Exercise material
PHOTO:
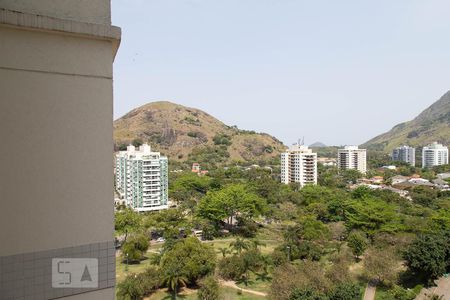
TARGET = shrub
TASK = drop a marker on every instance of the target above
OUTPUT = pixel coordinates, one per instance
(209, 289)
(232, 267)
(429, 255)
(346, 291)
(135, 247)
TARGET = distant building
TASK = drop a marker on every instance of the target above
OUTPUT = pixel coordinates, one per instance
(196, 168)
(299, 164)
(399, 179)
(142, 178)
(351, 157)
(393, 168)
(434, 155)
(405, 154)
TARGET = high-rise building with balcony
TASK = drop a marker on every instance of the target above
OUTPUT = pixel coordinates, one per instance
(352, 158)
(56, 115)
(434, 154)
(299, 164)
(142, 178)
(405, 154)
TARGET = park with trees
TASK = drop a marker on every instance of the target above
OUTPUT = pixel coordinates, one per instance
(282, 241)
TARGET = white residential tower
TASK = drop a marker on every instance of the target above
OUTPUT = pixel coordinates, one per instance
(351, 157)
(142, 178)
(405, 154)
(299, 164)
(434, 155)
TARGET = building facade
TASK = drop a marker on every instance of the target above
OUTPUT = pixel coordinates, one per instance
(352, 158)
(142, 178)
(405, 154)
(299, 164)
(56, 113)
(434, 154)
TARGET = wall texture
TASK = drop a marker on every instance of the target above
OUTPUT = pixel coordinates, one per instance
(56, 113)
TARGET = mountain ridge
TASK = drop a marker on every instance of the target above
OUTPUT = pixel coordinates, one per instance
(182, 132)
(432, 124)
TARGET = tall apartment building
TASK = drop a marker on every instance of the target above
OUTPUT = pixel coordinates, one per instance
(56, 115)
(142, 178)
(434, 154)
(351, 157)
(299, 164)
(405, 154)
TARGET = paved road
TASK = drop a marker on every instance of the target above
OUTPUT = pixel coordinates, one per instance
(369, 293)
(233, 285)
(442, 288)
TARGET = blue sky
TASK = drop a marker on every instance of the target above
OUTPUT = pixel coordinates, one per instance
(339, 72)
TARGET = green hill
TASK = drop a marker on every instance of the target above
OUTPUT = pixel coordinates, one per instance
(190, 134)
(433, 124)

The task
Copy out, line for line and unchanged, the rows from the line with "TARGET = building facade" through the last line of the rows.

Output below
TARGET = building facade
TASK = drop a marker on every instance of the target above
OUTPUT = pixel coordinates, one per instance
(352, 158)
(142, 178)
(405, 154)
(299, 164)
(56, 113)
(434, 154)
TARGET = wall texture
TASK = drop a marker on every instance of the target above
OUTPUT = pixel coordinates, one per instance
(56, 113)
TARGET = mountain ridge
TASK = drop a marker on every instance of the target above
OUTPUT = pixel coordinates, one per instance
(182, 132)
(432, 124)
TARGET = tall apartment building
TASK = drop a marker on every instance of the target above
OUTPUT = pixel coordinates, one per instance
(56, 115)
(142, 178)
(434, 154)
(351, 157)
(299, 164)
(405, 154)
TARGET = paved road
TASK = drop a marker on every instance of the target above
OUTPUT = pixel coordinates, one per instance
(369, 293)
(233, 285)
(442, 288)
TARGET = blue sky
TASK = drop a marker on every instance of the target above
OUTPUT = pixel coordinates, one per instance
(339, 72)
TARGET = green hill
TASK = drop a marker on every instance of the target above
OUTPUT = pixel coordinates, one per instance
(190, 134)
(433, 124)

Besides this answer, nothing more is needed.